Box-labeled dataset extracts
....

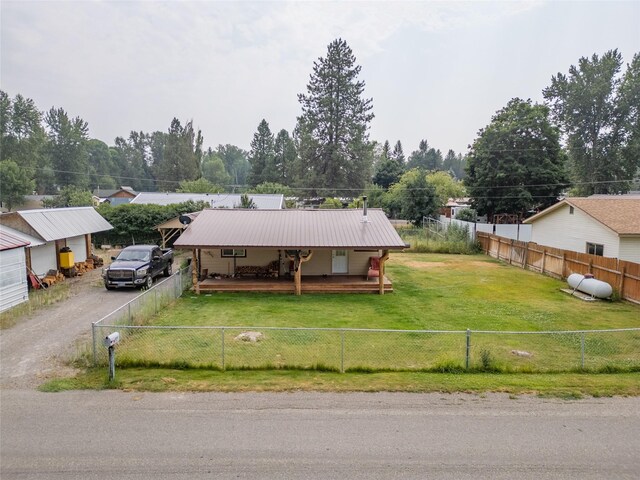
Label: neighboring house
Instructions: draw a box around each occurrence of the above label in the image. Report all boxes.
[0,207,113,276]
[174,209,406,294]
[0,225,30,312]
[0,195,57,212]
[440,198,471,218]
[92,185,137,207]
[524,195,640,263]
[131,192,285,210]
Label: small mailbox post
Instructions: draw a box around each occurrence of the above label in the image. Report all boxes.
[104,332,120,382]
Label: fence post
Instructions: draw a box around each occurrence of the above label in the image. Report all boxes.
[220,328,224,372]
[465,328,471,370]
[340,329,344,373]
[91,322,98,367]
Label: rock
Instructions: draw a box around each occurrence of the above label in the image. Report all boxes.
[511,350,533,357]
[234,332,264,343]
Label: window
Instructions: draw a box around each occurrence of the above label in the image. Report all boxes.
[222,248,247,257]
[587,242,604,257]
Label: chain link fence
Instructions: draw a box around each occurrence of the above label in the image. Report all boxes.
[94,323,640,372]
[89,267,640,372]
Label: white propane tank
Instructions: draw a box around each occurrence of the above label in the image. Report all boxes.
[567,273,613,298]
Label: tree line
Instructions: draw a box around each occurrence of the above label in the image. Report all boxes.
[0,39,640,222]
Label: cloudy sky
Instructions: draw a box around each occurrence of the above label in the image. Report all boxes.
[0,0,640,154]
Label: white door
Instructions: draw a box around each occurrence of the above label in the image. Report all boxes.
[67,235,87,263]
[331,250,349,273]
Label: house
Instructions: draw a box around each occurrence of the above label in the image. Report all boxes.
[0,207,113,276]
[524,195,640,263]
[131,192,285,210]
[92,185,137,207]
[174,209,406,295]
[440,198,471,218]
[0,225,30,312]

....

### [TASK DETAILS]
Reproduce the listing from the line containing "Label: chain link fence" through the end of the listing, swapping "white" for "gray" and leaving all else unchanged.

### [FULL OUTPUT]
Label: chain link fence
Instructions: draw a box around each occurrence of the above label in the image. Report all boxes.
[94,323,640,372]
[89,267,640,372]
Label: gray propane tank
Instructions: draw a box around each occurrence of the above label in the image. Report all boxes.
[567,273,613,298]
Label: tree line
Instructions: draw a box around each occurrence of the above label in the image. Report all boxes.
[0,39,640,222]
Label: cloudy sky
Instructions: draw a box around each occurrence of the above label in the image. Report all boxes.
[0,0,640,154]
Label: gray door
Instructions: draw a box around each occurrence of the above label in the image. Report all boxes.
[67,235,87,263]
[331,250,349,273]
Label: house
Instructions: draw a box around each occurrence of the above label in the image. Report all boxes.
[0,207,113,276]
[524,195,640,263]
[131,192,285,210]
[92,185,137,207]
[174,209,406,295]
[440,198,471,218]
[0,225,30,312]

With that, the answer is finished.